Requirement » All of the data below is to be repeated exactly, except for the pictures.

START Stored data

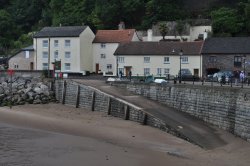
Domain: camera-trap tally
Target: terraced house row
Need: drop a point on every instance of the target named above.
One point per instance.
(110, 52)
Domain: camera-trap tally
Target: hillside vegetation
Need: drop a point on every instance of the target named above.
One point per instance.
(20, 19)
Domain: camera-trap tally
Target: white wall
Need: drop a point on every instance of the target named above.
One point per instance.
(110, 58)
(138, 65)
(86, 58)
(80, 49)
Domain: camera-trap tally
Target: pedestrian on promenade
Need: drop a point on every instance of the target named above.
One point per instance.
(242, 76)
(236, 77)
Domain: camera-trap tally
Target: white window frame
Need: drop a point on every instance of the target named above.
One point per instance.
(166, 71)
(159, 71)
(67, 66)
(103, 56)
(121, 69)
(45, 55)
(56, 43)
(67, 43)
(67, 54)
(166, 60)
(146, 71)
(146, 59)
(103, 45)
(121, 59)
(56, 54)
(109, 66)
(184, 59)
(45, 43)
(45, 66)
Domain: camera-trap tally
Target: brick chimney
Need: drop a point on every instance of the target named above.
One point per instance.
(121, 25)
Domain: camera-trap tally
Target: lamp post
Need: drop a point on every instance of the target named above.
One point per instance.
(180, 53)
(117, 66)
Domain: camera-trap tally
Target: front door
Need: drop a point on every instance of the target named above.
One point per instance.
(31, 66)
(127, 70)
(196, 72)
(97, 68)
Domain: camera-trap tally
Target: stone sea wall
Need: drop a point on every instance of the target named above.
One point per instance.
(80, 96)
(225, 107)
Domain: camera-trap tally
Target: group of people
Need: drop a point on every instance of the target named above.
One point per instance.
(239, 76)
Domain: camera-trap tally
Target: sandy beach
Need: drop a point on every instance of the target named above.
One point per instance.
(55, 134)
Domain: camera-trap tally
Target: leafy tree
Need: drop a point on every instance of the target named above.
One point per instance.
(163, 30)
(157, 10)
(247, 16)
(6, 28)
(225, 22)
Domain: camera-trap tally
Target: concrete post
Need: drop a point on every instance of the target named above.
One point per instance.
(64, 92)
(126, 112)
(93, 102)
(109, 106)
(77, 96)
(144, 119)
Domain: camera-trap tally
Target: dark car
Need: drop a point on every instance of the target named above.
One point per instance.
(224, 76)
(186, 75)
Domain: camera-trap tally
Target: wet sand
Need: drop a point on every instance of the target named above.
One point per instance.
(58, 135)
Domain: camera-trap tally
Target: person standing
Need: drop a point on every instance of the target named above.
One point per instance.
(242, 76)
(236, 77)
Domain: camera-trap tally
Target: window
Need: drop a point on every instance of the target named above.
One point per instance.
(56, 43)
(103, 45)
(45, 55)
(121, 70)
(103, 56)
(238, 61)
(67, 55)
(146, 59)
(146, 71)
(120, 59)
(67, 43)
(45, 66)
(56, 54)
(109, 66)
(158, 71)
(45, 43)
(212, 59)
(184, 59)
(166, 60)
(67, 66)
(166, 71)
(27, 54)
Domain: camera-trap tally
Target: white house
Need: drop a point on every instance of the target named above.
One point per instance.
(72, 45)
(104, 46)
(23, 59)
(198, 30)
(159, 58)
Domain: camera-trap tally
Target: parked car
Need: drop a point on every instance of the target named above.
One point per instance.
(223, 76)
(186, 75)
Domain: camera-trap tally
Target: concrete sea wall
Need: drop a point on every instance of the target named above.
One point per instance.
(80, 96)
(225, 107)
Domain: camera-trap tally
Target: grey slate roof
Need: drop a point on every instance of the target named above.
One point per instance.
(29, 48)
(66, 31)
(159, 48)
(226, 45)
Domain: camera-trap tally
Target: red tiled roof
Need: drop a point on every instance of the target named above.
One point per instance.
(114, 36)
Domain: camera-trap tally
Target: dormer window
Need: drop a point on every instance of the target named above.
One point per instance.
(103, 45)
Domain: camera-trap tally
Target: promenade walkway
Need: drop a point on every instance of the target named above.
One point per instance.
(195, 130)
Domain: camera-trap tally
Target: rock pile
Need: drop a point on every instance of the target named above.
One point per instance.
(19, 91)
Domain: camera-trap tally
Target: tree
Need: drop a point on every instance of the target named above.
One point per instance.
(225, 22)
(6, 28)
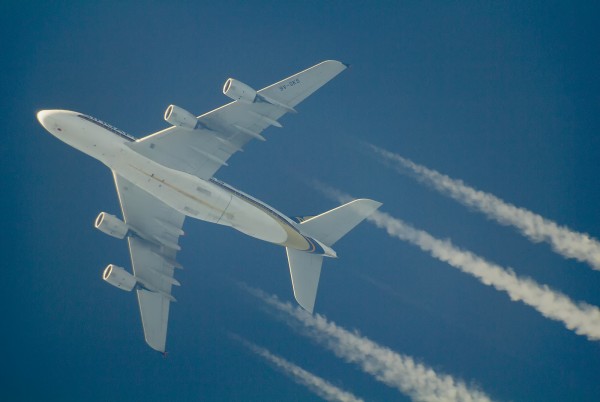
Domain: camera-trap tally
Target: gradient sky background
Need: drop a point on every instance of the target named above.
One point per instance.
(503, 95)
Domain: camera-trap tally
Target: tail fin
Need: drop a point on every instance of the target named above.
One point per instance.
(329, 227)
(332, 225)
(305, 270)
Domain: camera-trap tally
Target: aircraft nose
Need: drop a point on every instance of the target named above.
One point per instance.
(45, 117)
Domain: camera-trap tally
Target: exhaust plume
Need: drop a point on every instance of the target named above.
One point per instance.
(564, 241)
(419, 382)
(580, 317)
(317, 385)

END Stored data

Your response »
Domain: camera-trap tally
Target: terraced house row
Need: drop a point on every instance of the target named above.
One point per instance.
(110, 52)
Domain: camera-trap tally
Target: hillside vegetation
Need: drop a point on every instance of the target named above.
One point per instance.
(20, 19)
Domain: camera-trap tally
Target: white wall
Need: drop a point on every instance of the target named above.
One point per instance.
(110, 58)
(138, 65)
(86, 58)
(80, 49)
Domain: camera-trap tally
Target: pedestrian on promenade
Need: drop a point on every instance of the target named above.
One point per instance.
(242, 76)
(236, 77)
Domain: camera-trap tally
Target: white window frame
Need: drop a point on every instance of the target named above.
One point per instance.
(166, 71)
(159, 71)
(67, 66)
(103, 56)
(121, 69)
(45, 55)
(56, 43)
(67, 43)
(67, 54)
(166, 60)
(146, 71)
(146, 59)
(103, 45)
(121, 59)
(56, 54)
(109, 66)
(184, 59)
(45, 43)
(45, 66)
Domain: camera-trap tally
Target: brick chimney
Need: drop a point on every instance of the target named above.
One point per instance.
(121, 25)
Domain: camera-trap tally
Target: lamp post
Need: drop a point on every instance of the target named above.
One point per instance.
(180, 53)
(117, 66)
Domain: camera-trap tally
Target: front door
Need: drop a point on every instance of the target named above.
One point per instance.
(31, 66)
(127, 70)
(196, 72)
(97, 68)
Domain: camera-trap tally
Target: stone sea wall
Need: drop a point on every instance of the target named above.
One point per instance.
(80, 96)
(225, 107)
Domain: camera-trap tally
Target: group of people
Need: drop a point on every instance of the target named above.
One point per instance.
(239, 76)
Domain: camera-trap tally
Target: sandy beach
Need: drop a point on every instance of the target named above.
One point per instance.
(55, 134)
Domain: camera-trap tally
Target: leafy tree
Need: drop a point on every instance of the target named above.
One point per instance.
(163, 30)
(157, 10)
(247, 16)
(6, 28)
(225, 22)
Domain: camera-trap tally
Target: concrete post
Need: drop a point on every instance of the target named above.
One point per instance.
(64, 92)
(126, 112)
(93, 102)
(109, 106)
(77, 96)
(144, 119)
Domain: camera-trap tally
Target: dark car
Need: drop a point on every instance of the target named above.
One point per instance.
(224, 76)
(186, 75)
Domain: camera-trap tally
Target: wet sand
Need: drop a point on every instance of the target named above.
One point per instance.
(58, 135)
Domain: camera-trap tally
Target: person standing
Need: drop a point on every instance of the target named above.
One point per instance.
(242, 76)
(236, 77)
Domain: camera-trap tally
Target: window
Need: drop a point on every instance of the target named above.
One point per instance.
(56, 43)
(103, 45)
(45, 55)
(121, 70)
(103, 56)
(238, 61)
(67, 55)
(146, 59)
(146, 71)
(120, 59)
(67, 43)
(45, 66)
(56, 54)
(109, 66)
(158, 71)
(45, 43)
(212, 59)
(184, 59)
(166, 60)
(67, 66)
(166, 71)
(27, 54)
Domain: camera-trap tally
Target: white house
Need: drop a point on every instance of the target named above.
One point per instance.
(72, 45)
(104, 46)
(23, 59)
(198, 30)
(159, 58)
Domain: camera-trap tally
Target: parked car
Need: drop a point on every instance of the target named above.
One point per instance.
(223, 76)
(186, 75)
Domain: camera-trap tally
Target: concrete sea wall
Need: drop a point on every instance of the target named above.
One point per instance.
(80, 96)
(225, 107)
Domain: camera-trap tally
Target: grey slate roof
Need: drop a point on every instance of the target named above.
One point per instance.
(29, 48)
(66, 31)
(159, 48)
(226, 45)
Domain: camera-trap tally
Target: red tiled roof
Need: drop a point on every instance of the target named above.
One point per instance.
(114, 36)
Domain: camera-trap tally
Target: dormer window
Need: drop a point on every instance of the target named above.
One point per instance.
(103, 45)
Domain: camera-trap tally
Target: promenade walkway
Need: drop a point on every instance of the target named above.
One point per instance.
(195, 130)
Domain: camera-trap tally
Target: rock pile
Need: drop a point on every instance of the target named above.
One point per instance.
(19, 91)
Domain: camera-trap tally
Target: tree
Need: drop a point on every instance of the target named above.
One point per instance.
(225, 22)
(6, 28)
Domain: camera-trap tally
Target: gradient sky background
Need: drop a point on every instance of the target named above.
One point per instance.
(503, 95)
Domain: camera-trap tally
Target: tail fin
Need: drop a point on every instance of the target named above.
One point per instance.
(329, 227)
(332, 225)
(305, 270)
Domain: camera-trap tally
Target: aircraft nose
Need: drop a point on every instance of the target named above.
One point per instance.
(45, 117)
Domain: camera-trap tally
Target: exhaust plume
Need: drop a point on every instance of the target named above.
One point per instance.
(564, 241)
(419, 382)
(580, 317)
(317, 385)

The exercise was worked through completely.